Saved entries
——

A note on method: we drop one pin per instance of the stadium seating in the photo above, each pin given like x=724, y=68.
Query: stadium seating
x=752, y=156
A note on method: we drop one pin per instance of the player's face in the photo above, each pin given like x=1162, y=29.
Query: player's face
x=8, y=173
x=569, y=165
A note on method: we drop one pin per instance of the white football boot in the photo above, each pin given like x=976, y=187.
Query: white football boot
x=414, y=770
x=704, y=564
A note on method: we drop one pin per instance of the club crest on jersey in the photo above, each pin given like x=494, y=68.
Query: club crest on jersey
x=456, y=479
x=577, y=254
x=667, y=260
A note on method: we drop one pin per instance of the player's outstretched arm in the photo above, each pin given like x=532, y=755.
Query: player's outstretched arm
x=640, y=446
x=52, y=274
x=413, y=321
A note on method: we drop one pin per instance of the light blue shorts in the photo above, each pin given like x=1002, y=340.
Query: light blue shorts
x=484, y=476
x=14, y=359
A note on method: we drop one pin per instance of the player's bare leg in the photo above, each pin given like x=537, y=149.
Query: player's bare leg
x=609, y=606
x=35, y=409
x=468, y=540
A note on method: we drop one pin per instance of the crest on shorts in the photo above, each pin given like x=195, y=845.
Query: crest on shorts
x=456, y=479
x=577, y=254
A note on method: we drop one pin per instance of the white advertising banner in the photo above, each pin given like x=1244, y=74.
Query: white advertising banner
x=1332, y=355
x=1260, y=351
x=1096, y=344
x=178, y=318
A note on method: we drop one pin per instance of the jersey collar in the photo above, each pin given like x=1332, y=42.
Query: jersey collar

——

### WORK TO COMPLETE
Change every occurrence of "jersey" in the listing to "shirt", and reproduce the lines with nothing else altered.

### THE ANSWER
A note on method: we drop one pin per instance of the stadium seating in the photo above, each pin given like x=724, y=68.
Query: stadium seating
x=752, y=156
A note on method: we drop one pin per instance of the player's face in the photo above, each pin given like x=1162, y=29.
Query: player's face
x=8, y=173
x=569, y=165
A note on method: we drop one pin per instance of the white football boot in the photo above, each pin given like x=976, y=187.
Query: white football boot
x=414, y=770
x=704, y=564
A note on method: we drop one pin per instance of the club crest on shirt in the photo above, each pin given like x=494, y=68.
Query: club crest on shirt
x=456, y=479
x=577, y=254
x=667, y=260
A note on method: we drop one pin per instance of the player's outstretched arm in the photo above, each pin given like x=532, y=755.
Query: player's outstretched arm
x=640, y=446
x=52, y=274
x=413, y=321
A note on method: we drop one pin per instance of the light blue shorts in the photo above, each pin given like x=1002, y=340.
Query: light blue shorts
x=484, y=476
x=14, y=359
A note on method: we drop one pin per instance of the player's bare leg in the photo above, each pin given like x=537, y=149.
Query: player's bare leg
x=609, y=606
x=35, y=409
x=468, y=540
A note on method: we drop one pin per instance of the crest on shorts in the photo above, each pin given like x=195, y=845.
Query: crest on shorts
x=456, y=479
x=577, y=254
A note on method: we drop one pin per instance of the white advertising banner in the photo above, each pin given like x=1244, y=74.
Query: white advertising banner
x=1332, y=355
x=1260, y=351
x=1096, y=344
x=178, y=318
A note on method: we drop one pin per instance of the shirt collar in the photo above, each pin given like x=1332, y=42.
Query: shirt collar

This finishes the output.